# [Extrait de page]
'''

Avril 1957
Récits de la Bataille d’Alger par Yacef Saâdi : Opération “Bérets verts”
Vers le mois d’avril 1957, un dispositif militaire colossal investit Alger pour “maintenir l’ordre”. Apparaît alors dans ce climat de guerre et de représailles, le mythe du para chez les Européens. L’organisation de la Zone Automne d’Alger se devait d’agir contre la prétendue invincibilité des parachutistes qui n’hésitaient d’ailleurs pas à mitrailler des innocents arrachés de leurs gîtes modestes, comme au chemin Vauban. Des témoignages rapportent qu’ils tiraient à bout portant sur des succombants. Yacef Saâdi, chef historique de Z.A.A. raconte la brutalité bestiale de ces militaires, les connivences occultes qu’ils entretenaient avec des parties qui, elles aussi, mettaient à l’occasion toute leur fureur haineuse pour exécuter les basses œuvres. Les fidayine ont répliqué par des opérations spectaculaires. le cycle sanglant de la guérilla urbaine s’enclenche.
Vers la fin du mois d’avril 1957, une partie de la grosse concentration de troupes décroche d’Alger ne conservant qu’une trentaine de milliers d’hommes appuyés par le colossal dispositif d’intervention du secteur Alger-Sahel pour « maintenir l’ordre » dans la capitale. Les cinquante-mille hommes prélevés d’Alger rejoignent la Kabylie, le massif blidéen jusqu’à Djelfa au sud et les contreforts de l’Ouarsenis dans le nord-ouest.
A la même période, à Alger, le parachutiste devient un véritable objet de culte. Le mythe personnifié du héros s’incruste à vive allure dans les mœurs des Européens d’Alger. «Le pied-noir » ne jure que par lui . Les hommes en tenue de camouflage devinrent des objets d’admiration.
Pourtant, en dépit d’une image tout à fait négative, paradoxalement le mythe du para progressait La question était de savoir comment stopper la progression.
Et si on tentait une opération para pour rappeler que nous existons ? dis-je à Ali la Pointe. La suggestion lui convenait. Il approuva. Donc on était d’accord pour marquer le coup à un moment où, il est vrai, notre « absence » relative du terrain avait dû faire croire à certains des nôtres que nous étions finis. L’ordre est fixé au 2 mai 1957. C’est évidemment à Ramel qu’échoit la tâche de conduire le bal avec la consigne de ne viser que les militaires, officiers, sous- officiers mais en priorité les parachutistes. L’offensive devra se poursuivre pendant quelque temps.

'''

# [Données fournies]
'''

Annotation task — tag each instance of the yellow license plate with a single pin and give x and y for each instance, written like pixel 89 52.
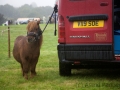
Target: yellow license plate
pixel 88 24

'''

# [Consignes]
(a) Dans le récit de l'opération « Bérets verts », pourquoi une opération contre les parachutistes est-elle proposée à Ali la Pointe ? Répondez en une à trois phrases.
(b) Reproduisez à l'identique tout le passage du récit de l'opération « Bérets verts » qui va de « Vers la fin » jusqu'à « dans le nord-ouest. ».
Les données proviennent d'une autre source.

# [Réponses]
(a) L'opération doit rappeler que le groupe existe toujours. Elle doit aussi marquer le coup à un moment où son absence relative du terrain avait dû faire croire à certains des siens qu'il était fini.

(b)
Vers la fin du mois d’avril 1957, une partie de la grosse concentration de troupes décroche d’Alger ne conservant qu’une trentaine de milliers d’hommes appuyés par le colossal dispositif d’intervention du secteur Alger-Sahel pour « maintenir l’ordre » dans la capitale. Les cinquante-mille hommes prélevés d’Alger rejoignent la Kabylie, le massif blidéen jusqu’à Djelfa au sud et les contreforts de l’Ouarsenis dans le nord-ouest.